> [SHORT TASK A] Return, unchanged, the records starting with the line containing "Practice step: locate the red" and going on through the last line of the records.

> [EXTRACT TO READ]
21.In the case of Peter Gichuki King'ara Vs Iebc & 2 Others, Nyeri Civil Appeal No. 31 Of 2013, (Court of Appeal) (Visram, Koome & Odek, JJA) of 13th February 2014, the Court of Appeal settled on what constitutes points of law as follows:-It was held that it is trite law that the exercise of judicial discretion is a point of law and that the trial court in denying a prayer of scrutiny is exercising judicial discretion. The Court concluded that it would not be feasible for the Court of Appeal to order for a recount and scrutiny as this would involve matters of fact that were within the jurisdiction of the trial court. The court further held that the question of whether the trial judge properly considered and evaluated the evidence and arrived at a correct determination that is supported by law and evidence – with the caveat that the appeal court did not see the witness demeanour – is an issue of law.”
22.On analysing the grounds of appeal, I find that notwithstanding the manner it is couched, the Appellant faults the learned Adjudicator for wrong exercise of discretion.
23.The Appellant further faults the Adjudicator for exercising wrong principles in admitting evidence after a judgement as well as for making her decision based on lack of evidence and or evidence that was not subjected to scrutiny as it was produced after dismissal of the Respondent’s claim.
24.A judgement based on no evidence or unauthenticated evidence is a matter of law as it constitutes an error on the face of the record and notwithstanding the provisions of Section 32 of the Small Claims Court Act, a Claimant has the onus of proving his case before the Adjudicator.
25.In the case of Francis Mburu Ngugi v. Trident Insurance Company Ltd [2024] KEHC 13948 (KLR), the court held as follows:-The fact that the small claims court is not bound by strict rules of evidence does not give that court a carte blanche to decide without any evidence. The burden of proof still remains on the person alleging. If a party alleges that there is a judgment, at the very least, evidence of that judgment should be produced to show parties who were parties in that case. In another life, I pointed out the poignancy of such matters in the lower court, given the nature of proof required.”
26.The earlier judgement delivered on 13th January 2023 focused on the Mpesa statement and the inventory that had been availed by the Respondent at that time and held that there was indeed an overpayment on the part of the Appellant. The Respondent applied for review of the said judgement. It is undisputed that the Small Claims Court has the power to review.

> [RAW RECORDS]
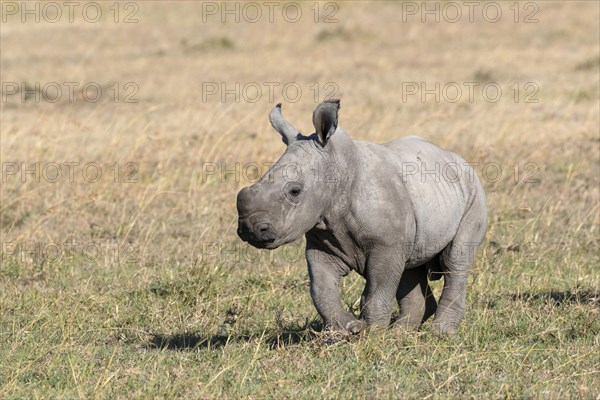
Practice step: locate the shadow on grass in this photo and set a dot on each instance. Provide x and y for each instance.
(186, 342)
(293, 334)
(560, 298)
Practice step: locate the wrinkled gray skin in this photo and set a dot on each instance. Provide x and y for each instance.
(363, 207)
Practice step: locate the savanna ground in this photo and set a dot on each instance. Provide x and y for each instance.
(135, 285)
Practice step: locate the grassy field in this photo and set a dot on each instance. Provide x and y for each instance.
(133, 283)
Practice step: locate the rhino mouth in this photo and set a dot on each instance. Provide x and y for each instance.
(260, 234)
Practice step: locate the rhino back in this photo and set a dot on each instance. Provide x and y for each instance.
(438, 184)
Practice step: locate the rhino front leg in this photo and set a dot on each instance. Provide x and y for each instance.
(415, 298)
(325, 274)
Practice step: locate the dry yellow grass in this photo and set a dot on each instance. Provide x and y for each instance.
(172, 230)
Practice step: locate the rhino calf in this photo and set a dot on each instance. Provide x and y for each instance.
(388, 213)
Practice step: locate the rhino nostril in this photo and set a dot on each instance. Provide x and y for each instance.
(264, 231)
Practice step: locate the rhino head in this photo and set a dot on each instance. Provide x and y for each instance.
(293, 196)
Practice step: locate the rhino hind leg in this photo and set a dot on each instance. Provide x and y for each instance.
(435, 268)
(456, 261)
(415, 298)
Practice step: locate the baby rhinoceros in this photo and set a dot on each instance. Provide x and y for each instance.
(396, 213)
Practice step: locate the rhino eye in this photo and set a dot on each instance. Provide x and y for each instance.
(293, 190)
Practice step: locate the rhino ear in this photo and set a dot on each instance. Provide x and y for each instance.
(288, 133)
(325, 119)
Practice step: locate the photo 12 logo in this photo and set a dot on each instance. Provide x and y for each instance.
(69, 171)
(469, 11)
(269, 11)
(69, 92)
(53, 12)
(252, 92)
(48, 253)
(469, 92)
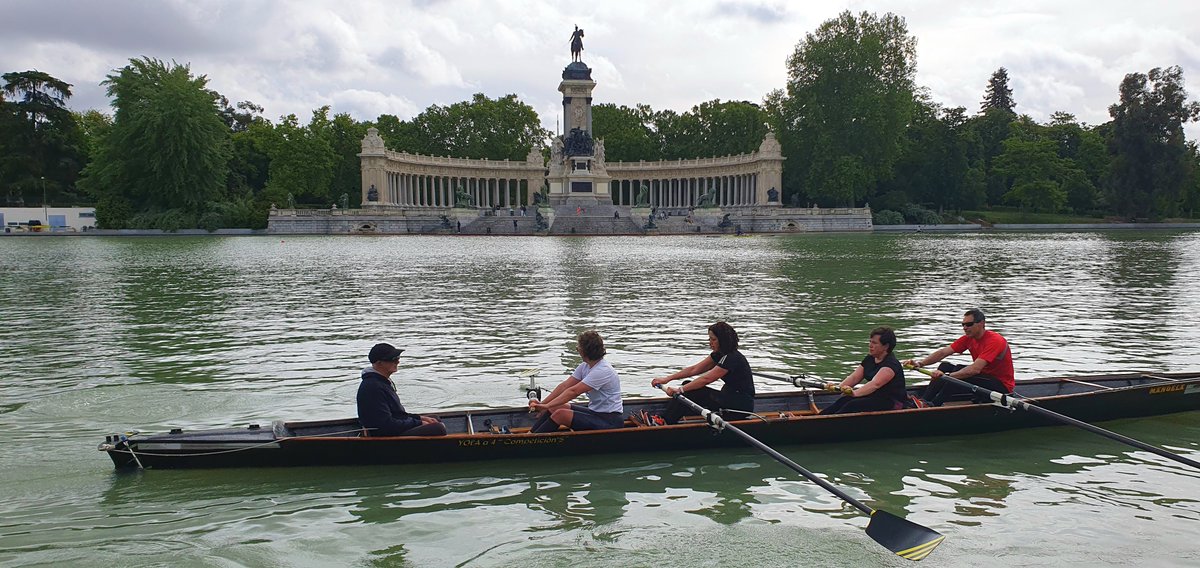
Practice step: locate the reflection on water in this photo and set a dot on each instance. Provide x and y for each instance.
(108, 334)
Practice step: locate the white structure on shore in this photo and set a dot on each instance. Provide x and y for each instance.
(58, 219)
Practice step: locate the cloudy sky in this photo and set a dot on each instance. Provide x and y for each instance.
(367, 57)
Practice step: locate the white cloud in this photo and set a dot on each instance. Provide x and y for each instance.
(372, 57)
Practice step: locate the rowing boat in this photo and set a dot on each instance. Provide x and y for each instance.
(780, 418)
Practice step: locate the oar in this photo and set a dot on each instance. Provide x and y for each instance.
(798, 381)
(905, 538)
(1008, 401)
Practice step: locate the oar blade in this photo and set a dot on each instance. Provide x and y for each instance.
(907, 539)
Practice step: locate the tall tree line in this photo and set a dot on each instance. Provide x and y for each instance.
(855, 126)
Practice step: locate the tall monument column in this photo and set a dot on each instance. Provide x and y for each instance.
(576, 159)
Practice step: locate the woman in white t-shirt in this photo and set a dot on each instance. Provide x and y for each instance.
(594, 377)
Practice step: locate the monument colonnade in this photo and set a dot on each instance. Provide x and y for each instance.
(412, 180)
(725, 181)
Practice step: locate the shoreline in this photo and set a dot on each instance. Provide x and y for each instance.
(877, 228)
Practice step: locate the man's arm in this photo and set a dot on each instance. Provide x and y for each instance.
(931, 358)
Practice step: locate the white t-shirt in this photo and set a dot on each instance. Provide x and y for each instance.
(605, 394)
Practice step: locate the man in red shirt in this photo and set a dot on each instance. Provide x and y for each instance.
(991, 362)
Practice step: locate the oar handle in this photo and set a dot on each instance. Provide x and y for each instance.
(798, 381)
(719, 423)
(1009, 401)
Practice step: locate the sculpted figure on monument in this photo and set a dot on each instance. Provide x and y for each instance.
(461, 197)
(643, 196)
(556, 151)
(577, 143)
(577, 45)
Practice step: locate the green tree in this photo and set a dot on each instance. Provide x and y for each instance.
(301, 161)
(850, 96)
(933, 165)
(718, 129)
(501, 129)
(985, 135)
(167, 150)
(999, 96)
(345, 136)
(1151, 166)
(628, 133)
(1085, 157)
(41, 145)
(399, 135)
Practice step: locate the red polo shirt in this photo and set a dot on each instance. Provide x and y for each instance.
(993, 348)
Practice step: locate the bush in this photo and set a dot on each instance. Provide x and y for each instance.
(919, 215)
(888, 217)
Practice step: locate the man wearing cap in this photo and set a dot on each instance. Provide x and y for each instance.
(379, 410)
(991, 362)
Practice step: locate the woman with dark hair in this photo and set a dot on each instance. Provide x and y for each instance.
(725, 363)
(883, 375)
(594, 377)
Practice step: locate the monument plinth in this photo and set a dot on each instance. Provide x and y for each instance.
(577, 174)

> [SHORT TASK B] Decide whether each statement agrees with the excerpt on the small claims appeal, and support each yes or no with the deciding words from the excerpt: (i) The earlier judgement was delivered on 13th January 2023. (ii) In Francis Mburu Ngugi v. Trident Insurance Company Ltd, the court held that because the small claims court is not bound by strict rules of evidence, it may decide without any evidence. (iii) The Respondent applied for review of the earlier judgement.

> [COMPLETE ANSWER A]
Practice step: locate the red polo shirt in this photo and set a dot on each instance. Provide x and y for each instance.
(993, 348)
Practice step: locate the bush in this photo and set a dot on each instance. Provide x and y for each instance.
(919, 215)
(888, 217)
Practice step: locate the man wearing cap in this photo and set a dot on each instance. Provide x and y for each instance.
(379, 410)
(991, 362)
Practice step: locate the woman with dark hair in this photo and set a dot on each instance. Provide x and y for each instance.
(725, 363)
(883, 375)
(594, 377)
Practice step: locate the monument plinth in this photo and set a dot on each instance. Provide x and y for each instance.
(577, 174)

> [COMPLETE ANSWER B]
(i) Yes: "The earlier judgement delivered on 13th January 2023"
(ii) No: "does not give that court a carte blanche to decide without any evidence"
(iii) Yes: "The Respondent applied for review of the said judgement."